━━ Data shown

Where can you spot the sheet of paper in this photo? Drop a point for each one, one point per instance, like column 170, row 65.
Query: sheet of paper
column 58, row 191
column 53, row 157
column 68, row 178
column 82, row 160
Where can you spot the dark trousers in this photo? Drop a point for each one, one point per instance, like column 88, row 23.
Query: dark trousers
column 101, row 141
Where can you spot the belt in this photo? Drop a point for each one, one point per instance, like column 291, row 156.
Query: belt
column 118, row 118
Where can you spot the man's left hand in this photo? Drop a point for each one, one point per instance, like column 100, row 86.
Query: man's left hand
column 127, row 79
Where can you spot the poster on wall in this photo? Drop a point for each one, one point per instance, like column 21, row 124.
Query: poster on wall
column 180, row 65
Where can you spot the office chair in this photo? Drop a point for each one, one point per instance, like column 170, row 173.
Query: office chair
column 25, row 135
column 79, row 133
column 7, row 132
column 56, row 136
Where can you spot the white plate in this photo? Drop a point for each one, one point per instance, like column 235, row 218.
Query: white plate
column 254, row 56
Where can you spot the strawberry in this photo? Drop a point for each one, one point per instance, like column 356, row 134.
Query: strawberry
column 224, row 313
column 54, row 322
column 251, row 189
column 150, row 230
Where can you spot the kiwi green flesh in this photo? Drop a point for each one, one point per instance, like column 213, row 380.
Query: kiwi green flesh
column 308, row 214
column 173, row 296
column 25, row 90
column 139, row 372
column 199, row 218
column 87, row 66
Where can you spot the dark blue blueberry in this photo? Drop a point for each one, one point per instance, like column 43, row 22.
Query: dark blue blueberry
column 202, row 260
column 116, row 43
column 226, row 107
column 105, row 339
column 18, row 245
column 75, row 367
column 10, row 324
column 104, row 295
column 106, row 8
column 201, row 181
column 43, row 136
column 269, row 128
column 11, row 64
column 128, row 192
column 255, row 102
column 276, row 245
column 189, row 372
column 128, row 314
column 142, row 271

━━━━

### Directions
Turn all of the data above into a numbered list, one line per entry, and leave out any blank lines.

### Exercise answer
1. Where can you spot the sheet of paper in this photo? Drop a point for each one, one point per instance, like column 170, row 65.
2. Query: sheet of paper
3. column 58, row 191
4. column 53, row 157
5. column 68, row 178
6. column 82, row 160
7. Where can you spot the dark trousers in this photo? Drop a point for each one, one point per instance, like column 88, row 23.
8. Query: dark trousers
9. column 101, row 141
10. Where can you spot the belt in this photo? Drop a point for each one, one point per instance, like column 291, row 156.
11. Query: belt
12. column 118, row 118
13. Where can you spot the man's left hand in this photo? Drop a point for each one, one point per instance, like column 100, row 86.
14. Query: man's left hand
15. column 127, row 79
16. Where can you spot the poster on wall in this photo? Drop a point for each one, one point per instance, like column 21, row 124.
17. Query: poster on wall
18. column 180, row 65
19. Where can you spot the office chair in this photo? Drop a point for each one, one point per instance, like column 170, row 173.
20. Query: office chair
21. column 25, row 135
22. column 79, row 133
23. column 7, row 132
24. column 56, row 136
25. Where can you spot the white plate in this photo? Drop a point for each one, one point per instance, like column 235, row 218.
26. Query: white plate
27. column 254, row 56
28. Where can you spot the strawberry in this photo? Drop a point for each one, one point per instance, like column 356, row 134.
29. Query: strawberry
30. column 224, row 313
31. column 54, row 322
32. column 251, row 189
33. column 150, row 230
34. Where can you spot the kiwi green flesh in this photo? Drop a point for each one, one point per instance, like column 213, row 380.
35. Query: kiwi green flesh
36. column 308, row 214
37. column 173, row 296
38. column 25, row 90
39. column 139, row 372
40. column 199, row 218
41. column 87, row 66
42. Where can you spot the dark blue blueberry in this photo? Drop a point for each one, one point per instance, like column 43, row 22.
43. Query: dark blue blueberry
44. column 202, row 260
45. column 116, row 43
46. column 226, row 107
47. column 105, row 339
48. column 18, row 245
49. column 75, row 367
50. column 10, row 324
51. column 104, row 295
52. column 106, row 8
53. column 201, row 181
54. column 43, row 136
55. column 269, row 128
56. column 11, row 64
57. column 128, row 192
58. column 255, row 102
59. column 276, row 245
60. column 189, row 372
61. column 128, row 314
62. column 142, row 271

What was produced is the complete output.